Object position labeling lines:
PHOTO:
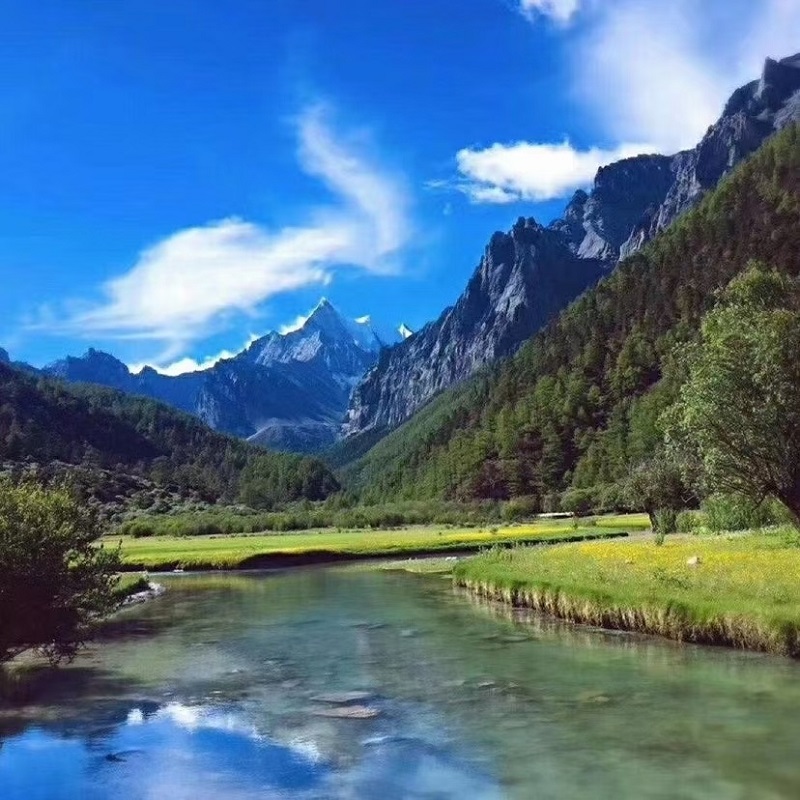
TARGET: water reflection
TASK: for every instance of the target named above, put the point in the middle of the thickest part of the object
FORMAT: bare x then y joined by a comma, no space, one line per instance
219,689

> **TASK DESCRIPTION**
Render the lines above as a Markdown table with the columns "No." and "Line", skipping blank lines and leaving out the pictures.

> **RESULT OF THIS TASK**
| No. | Line |
|---|---|
| 1 | PHOTO: |
| 2 | TARGET: water reflection |
| 3 | TASK: for every instance of the target named above, put the point in the middle of the thickest part of the object |
| 4 | FORMAT: bare x then y joined by a comma, no space, one line per instance |
| 5 | 219,689 |